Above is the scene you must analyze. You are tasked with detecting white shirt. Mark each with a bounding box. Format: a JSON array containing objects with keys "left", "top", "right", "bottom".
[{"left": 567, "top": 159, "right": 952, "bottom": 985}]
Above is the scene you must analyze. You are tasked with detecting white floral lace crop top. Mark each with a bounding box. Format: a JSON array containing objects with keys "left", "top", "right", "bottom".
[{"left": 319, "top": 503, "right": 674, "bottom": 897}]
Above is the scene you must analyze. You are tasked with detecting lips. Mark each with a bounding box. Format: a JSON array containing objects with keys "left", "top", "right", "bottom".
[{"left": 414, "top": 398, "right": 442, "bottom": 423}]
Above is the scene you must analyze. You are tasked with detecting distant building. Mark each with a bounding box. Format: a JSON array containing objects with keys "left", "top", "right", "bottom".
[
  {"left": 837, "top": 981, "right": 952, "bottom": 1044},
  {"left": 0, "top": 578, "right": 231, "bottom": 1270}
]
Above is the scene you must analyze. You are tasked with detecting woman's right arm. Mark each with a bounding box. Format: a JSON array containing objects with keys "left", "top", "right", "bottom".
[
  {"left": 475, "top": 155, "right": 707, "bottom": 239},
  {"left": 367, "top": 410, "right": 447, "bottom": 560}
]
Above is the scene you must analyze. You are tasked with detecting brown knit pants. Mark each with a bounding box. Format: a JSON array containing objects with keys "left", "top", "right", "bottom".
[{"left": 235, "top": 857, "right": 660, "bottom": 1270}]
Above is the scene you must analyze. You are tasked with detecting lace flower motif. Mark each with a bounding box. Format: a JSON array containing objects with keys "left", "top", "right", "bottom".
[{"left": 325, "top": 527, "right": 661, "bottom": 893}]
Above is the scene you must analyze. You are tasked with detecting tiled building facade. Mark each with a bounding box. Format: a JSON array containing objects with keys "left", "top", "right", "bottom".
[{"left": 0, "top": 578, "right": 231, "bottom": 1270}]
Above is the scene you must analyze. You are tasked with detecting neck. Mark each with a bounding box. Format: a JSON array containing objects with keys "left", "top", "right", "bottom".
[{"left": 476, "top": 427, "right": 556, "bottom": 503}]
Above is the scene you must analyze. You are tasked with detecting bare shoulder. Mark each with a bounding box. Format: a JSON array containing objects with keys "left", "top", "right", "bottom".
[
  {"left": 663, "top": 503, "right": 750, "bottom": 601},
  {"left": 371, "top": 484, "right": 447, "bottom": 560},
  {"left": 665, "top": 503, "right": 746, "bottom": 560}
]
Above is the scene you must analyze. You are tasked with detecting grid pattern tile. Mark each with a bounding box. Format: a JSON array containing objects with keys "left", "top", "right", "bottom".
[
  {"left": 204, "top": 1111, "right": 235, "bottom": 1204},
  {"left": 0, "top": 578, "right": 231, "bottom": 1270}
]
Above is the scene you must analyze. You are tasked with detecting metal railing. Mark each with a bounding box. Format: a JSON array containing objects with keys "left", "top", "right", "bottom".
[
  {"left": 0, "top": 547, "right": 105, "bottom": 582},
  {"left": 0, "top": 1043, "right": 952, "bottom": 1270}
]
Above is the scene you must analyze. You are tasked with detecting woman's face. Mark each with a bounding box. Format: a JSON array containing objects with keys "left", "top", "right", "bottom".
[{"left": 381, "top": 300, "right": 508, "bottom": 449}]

........

Task objective =>
Transcribe all of the material above line for line, with no changes to wording, punctuation, or line breaks.

Expected output =>
Above is the scene you must analyze. You are tasked with detecting white shirt. Mark each with a bounding box. Format: a JSON array containing objects with keys "left", "top", "right", "bottom".
[{"left": 567, "top": 159, "right": 952, "bottom": 985}]
Above is the scene you must analyze. You are tasked with detecting white floral lace crop top. Mark each with a bounding box. Format: a JSON array containing objects with keys "left", "top", "right", "bottom".
[{"left": 319, "top": 503, "right": 674, "bottom": 897}]
Above is the scene you must analyze. You are tasked with detecting lips. Mark each with a bounding box. Format: a JSON array containing objects with keys "left", "top", "right", "bottom".
[{"left": 414, "top": 398, "right": 442, "bottom": 423}]
Above is the scene you must analyze. You are tasked with detecting distant building. Mark each with a bounding box. Format: a JSON array containing objects with keys "left", "top", "right", "bottom".
[
  {"left": 837, "top": 981, "right": 952, "bottom": 1044},
  {"left": 0, "top": 578, "right": 231, "bottom": 1270}
]
Above is the scene you must analyze. You are tasked with detecting woman's right arm. Mark each with a bounding box. Format: a JSON array containing objects with keys "left", "top", "right", "bottom".
[
  {"left": 475, "top": 155, "right": 707, "bottom": 239},
  {"left": 367, "top": 410, "right": 447, "bottom": 560}
]
Above is the scene you must analyze. You are tasked with detecting brown knit pants. Mark each with a bounding box. Format: a JSON array containing objects with keys "left", "top", "right", "bottom".
[{"left": 235, "top": 857, "right": 660, "bottom": 1270}]
Above is the scene you must analyze. You are tasked with detecting lace flower motif. Mark each with a bounding box. Format: a JSON array containing objects with keys "left", "top", "right", "bottom".
[{"left": 325, "top": 527, "right": 661, "bottom": 893}]
Above is the scene you must analyze. You are tasked with detecting tiled building facade. Mark each with a bounding box. Format: a JSON array containing objects with keys "left", "top", "right", "bottom".
[{"left": 0, "top": 578, "right": 231, "bottom": 1270}]
Above is the scene you must analyze. You are tasked with detecting neck. Mark each with a bounding box. Format: a JSON array containing objects with keys "left", "top", "right", "bottom".
[{"left": 476, "top": 427, "right": 556, "bottom": 503}]
Above is the scene you must analyze. You are tasked with detecting bare shoulder. Mark each with a bounding box. Format: a JSON array containing objects with keys "left", "top", "right", "bottom".
[
  {"left": 663, "top": 503, "right": 750, "bottom": 601},
  {"left": 371, "top": 484, "right": 447, "bottom": 560},
  {"left": 665, "top": 503, "right": 746, "bottom": 560}
]
Above is the scene you must analyze. You are tasked with detecting grid pattern tile. Mark each with a bounding box. Format: a JSON array containing objects with keys "left", "top", "right", "bottom".
[
  {"left": 204, "top": 1111, "right": 235, "bottom": 1204},
  {"left": 0, "top": 578, "right": 231, "bottom": 1270}
]
Above is the scene you must analyze. You are tasked with detecting metal railing. Mark each with a bounding box. Format: a JSON array containing objects with keys "left", "top", "right", "bottom".
[
  {"left": 0, "top": 547, "right": 105, "bottom": 582},
  {"left": 0, "top": 1043, "right": 952, "bottom": 1270}
]
Above is the scene you must analyze. You are tasked with detecting woman's face. Mark each with a bounding box. Format: a JSON array containing objects with keys "left", "top", "right", "bottom".
[{"left": 381, "top": 300, "right": 508, "bottom": 449}]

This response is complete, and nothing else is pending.